[Image point annotation entries]
++++

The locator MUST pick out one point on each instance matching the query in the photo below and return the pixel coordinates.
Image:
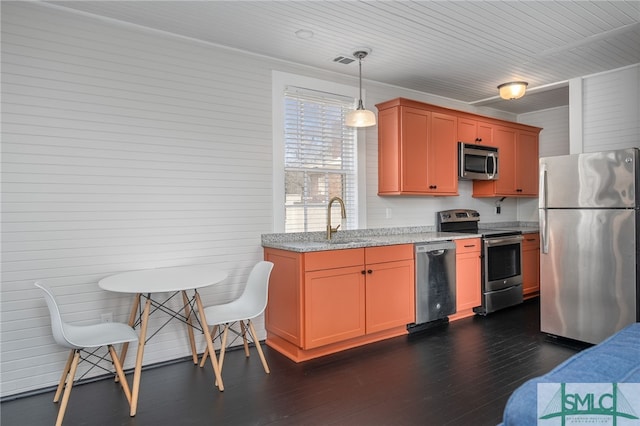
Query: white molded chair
(80, 337)
(251, 303)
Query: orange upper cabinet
(475, 131)
(518, 165)
(416, 150)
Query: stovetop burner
(466, 222)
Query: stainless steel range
(501, 283)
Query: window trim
(280, 80)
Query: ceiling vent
(344, 59)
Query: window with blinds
(320, 160)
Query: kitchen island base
(298, 354)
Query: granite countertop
(317, 241)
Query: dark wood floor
(459, 374)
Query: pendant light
(513, 90)
(360, 117)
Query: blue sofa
(614, 360)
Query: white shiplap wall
(122, 149)
(611, 110)
(554, 140)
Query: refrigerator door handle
(544, 232)
(544, 225)
(494, 166)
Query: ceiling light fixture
(360, 117)
(513, 89)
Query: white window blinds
(320, 160)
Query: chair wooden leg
(213, 332)
(132, 321)
(121, 377)
(68, 386)
(257, 343)
(137, 372)
(243, 330)
(192, 340)
(63, 378)
(223, 346)
(209, 340)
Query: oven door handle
(492, 242)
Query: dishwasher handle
(440, 246)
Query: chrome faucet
(330, 230)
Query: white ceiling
(456, 49)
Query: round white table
(178, 279)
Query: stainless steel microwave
(479, 162)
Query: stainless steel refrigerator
(589, 244)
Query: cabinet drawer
(388, 253)
(468, 245)
(331, 259)
(530, 241)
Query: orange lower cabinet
(531, 265)
(325, 302)
(334, 306)
(468, 276)
(390, 295)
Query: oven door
(502, 262)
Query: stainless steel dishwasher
(435, 281)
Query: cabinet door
(467, 130)
(334, 306)
(531, 264)
(414, 125)
(485, 133)
(443, 175)
(505, 139)
(527, 164)
(390, 295)
(468, 264)
(388, 151)
(474, 132)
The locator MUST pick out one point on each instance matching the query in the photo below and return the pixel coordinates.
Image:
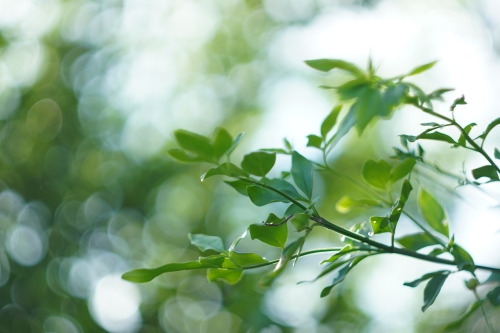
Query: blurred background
(90, 92)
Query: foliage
(363, 99)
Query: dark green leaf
(261, 196)
(326, 65)
(258, 163)
(314, 141)
(346, 203)
(432, 290)
(206, 242)
(302, 173)
(222, 142)
(377, 173)
(432, 212)
(462, 258)
(194, 143)
(330, 120)
(402, 169)
(421, 68)
(226, 169)
(488, 171)
(415, 242)
(271, 235)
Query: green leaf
(302, 173)
(271, 235)
(377, 173)
(487, 171)
(432, 212)
(415, 242)
(494, 296)
(182, 156)
(437, 136)
(314, 141)
(330, 121)
(326, 65)
(206, 242)
(225, 169)
(261, 196)
(194, 143)
(258, 163)
(346, 203)
(342, 273)
(235, 143)
(463, 258)
(402, 169)
(285, 258)
(147, 274)
(222, 142)
(425, 277)
(239, 186)
(300, 221)
(421, 68)
(229, 276)
(490, 126)
(432, 290)
(380, 224)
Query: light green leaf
(415, 242)
(330, 121)
(258, 163)
(271, 235)
(326, 65)
(222, 142)
(346, 203)
(432, 212)
(206, 242)
(432, 290)
(302, 173)
(194, 143)
(377, 173)
(421, 68)
(262, 196)
(487, 171)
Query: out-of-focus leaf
(487, 171)
(330, 120)
(302, 173)
(415, 242)
(206, 242)
(432, 212)
(258, 163)
(346, 203)
(271, 235)
(262, 196)
(326, 65)
(377, 173)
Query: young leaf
(222, 142)
(432, 290)
(145, 274)
(421, 68)
(330, 121)
(258, 163)
(194, 143)
(432, 212)
(487, 171)
(271, 235)
(326, 65)
(302, 173)
(206, 242)
(262, 196)
(314, 141)
(415, 242)
(377, 173)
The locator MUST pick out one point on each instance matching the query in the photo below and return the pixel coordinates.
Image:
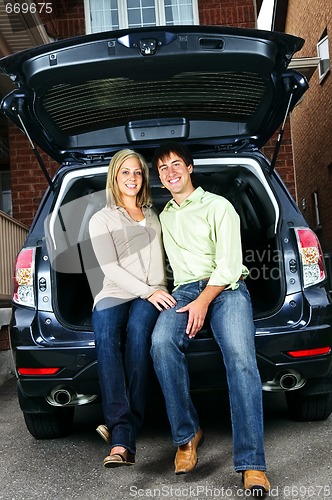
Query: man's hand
(198, 309)
(162, 300)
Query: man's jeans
(123, 341)
(231, 320)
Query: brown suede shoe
(186, 456)
(118, 459)
(255, 481)
(104, 432)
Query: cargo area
(76, 277)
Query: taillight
(305, 353)
(24, 293)
(37, 371)
(313, 268)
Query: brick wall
(28, 181)
(312, 120)
(227, 13)
(4, 338)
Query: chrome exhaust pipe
(290, 380)
(62, 397)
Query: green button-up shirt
(202, 240)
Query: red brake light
(24, 278)
(38, 371)
(304, 353)
(313, 268)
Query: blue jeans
(231, 320)
(123, 341)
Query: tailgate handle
(211, 43)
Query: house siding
(28, 182)
(312, 120)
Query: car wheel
(53, 425)
(309, 408)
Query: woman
(126, 239)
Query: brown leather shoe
(186, 456)
(255, 481)
(104, 432)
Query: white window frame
(123, 14)
(323, 53)
(5, 195)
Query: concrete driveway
(299, 457)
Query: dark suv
(221, 91)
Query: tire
(53, 425)
(309, 408)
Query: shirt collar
(195, 196)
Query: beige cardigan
(130, 255)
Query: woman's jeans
(231, 320)
(123, 341)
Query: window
(108, 15)
(323, 53)
(5, 193)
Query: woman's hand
(162, 300)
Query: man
(201, 233)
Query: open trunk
(76, 276)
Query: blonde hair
(113, 195)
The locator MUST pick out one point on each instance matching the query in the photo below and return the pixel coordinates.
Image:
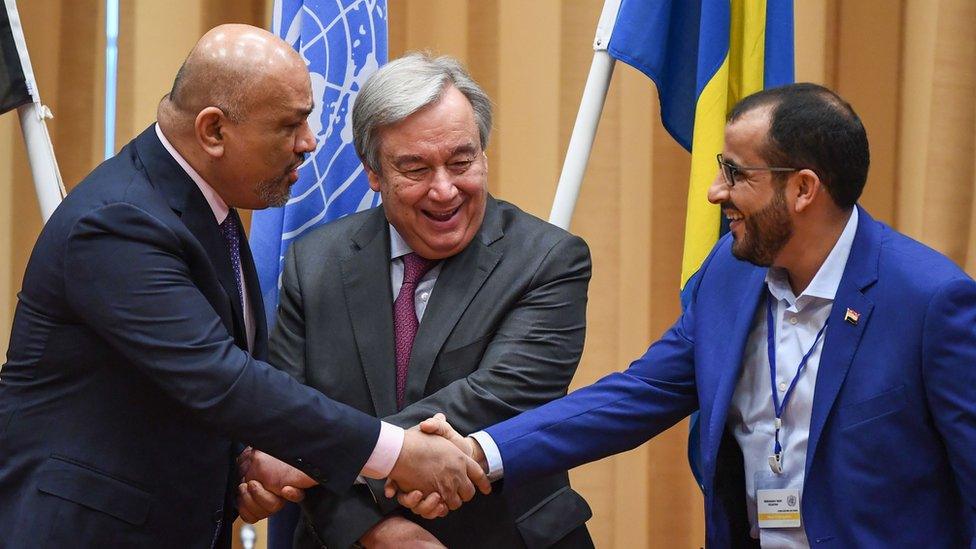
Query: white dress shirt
(797, 321)
(221, 211)
(398, 249)
(751, 414)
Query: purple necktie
(405, 321)
(232, 238)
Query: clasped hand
(433, 474)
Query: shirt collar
(825, 282)
(216, 203)
(398, 246)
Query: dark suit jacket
(126, 381)
(891, 459)
(502, 332)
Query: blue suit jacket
(126, 380)
(892, 452)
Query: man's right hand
(431, 464)
(430, 506)
(396, 531)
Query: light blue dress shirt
(798, 319)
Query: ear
(373, 177)
(209, 126)
(807, 189)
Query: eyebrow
(304, 112)
(467, 148)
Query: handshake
(437, 470)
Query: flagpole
(587, 120)
(40, 152)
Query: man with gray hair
(135, 370)
(443, 299)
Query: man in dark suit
(832, 358)
(499, 304)
(134, 365)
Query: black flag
(14, 90)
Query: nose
(442, 188)
(306, 140)
(718, 192)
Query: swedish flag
(704, 56)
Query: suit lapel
(729, 368)
(842, 338)
(459, 281)
(366, 281)
(185, 198)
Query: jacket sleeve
(617, 413)
(132, 283)
(532, 355)
(949, 358)
(530, 360)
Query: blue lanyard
(776, 460)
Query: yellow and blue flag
(704, 56)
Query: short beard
(274, 192)
(767, 231)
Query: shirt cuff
(492, 455)
(385, 453)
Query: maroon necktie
(405, 321)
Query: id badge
(776, 505)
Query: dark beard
(767, 231)
(274, 192)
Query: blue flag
(343, 42)
(704, 56)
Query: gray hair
(404, 86)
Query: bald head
(229, 68)
(238, 114)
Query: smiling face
(756, 206)
(433, 176)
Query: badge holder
(777, 506)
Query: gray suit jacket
(502, 333)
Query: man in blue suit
(134, 373)
(832, 358)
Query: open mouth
(441, 216)
(734, 218)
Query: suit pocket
(876, 407)
(81, 484)
(460, 361)
(553, 518)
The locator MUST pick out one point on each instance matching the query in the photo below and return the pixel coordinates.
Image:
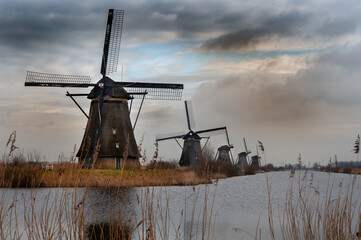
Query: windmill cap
(105, 87)
(224, 148)
(193, 135)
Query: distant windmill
(256, 160)
(191, 151)
(109, 133)
(224, 153)
(243, 158)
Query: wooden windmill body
(192, 150)
(108, 140)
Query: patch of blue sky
(179, 58)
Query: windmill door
(118, 163)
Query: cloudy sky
(286, 73)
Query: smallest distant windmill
(243, 158)
(191, 151)
(256, 160)
(224, 153)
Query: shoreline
(29, 176)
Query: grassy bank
(34, 176)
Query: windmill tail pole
(140, 108)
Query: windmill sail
(112, 40)
(56, 80)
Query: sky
(286, 73)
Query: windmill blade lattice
(56, 80)
(112, 40)
(190, 115)
(155, 91)
(163, 137)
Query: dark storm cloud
(31, 25)
(319, 91)
(287, 24)
(339, 27)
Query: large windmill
(191, 151)
(108, 139)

++++

PROBLEM STATEMENT:
Rewrite the lines from the one containing "Query: wooden windmill body" through the end of the records, changing "windmill" to "mill" everywhere and leaving everything else unchanged.

FINAL RESULT:
Query: wooden mill body
(192, 150)
(108, 140)
Query: patch of blue sky
(179, 58)
Query: mill door
(118, 163)
Query: cloudy sky
(286, 73)
Query: smallest distant mill
(243, 158)
(191, 151)
(256, 160)
(224, 153)
Query: shoreline
(29, 176)
Query: grassy bank
(34, 176)
Query: mill tail pole
(140, 108)
Query: mill sail
(112, 40)
(56, 80)
Query: sky
(286, 73)
Query: mill blade lattice
(56, 80)
(112, 40)
(190, 115)
(155, 91)
(163, 137)
Query: dark storm cloud
(31, 25)
(319, 91)
(287, 24)
(339, 27)
Query: large mill
(191, 151)
(108, 139)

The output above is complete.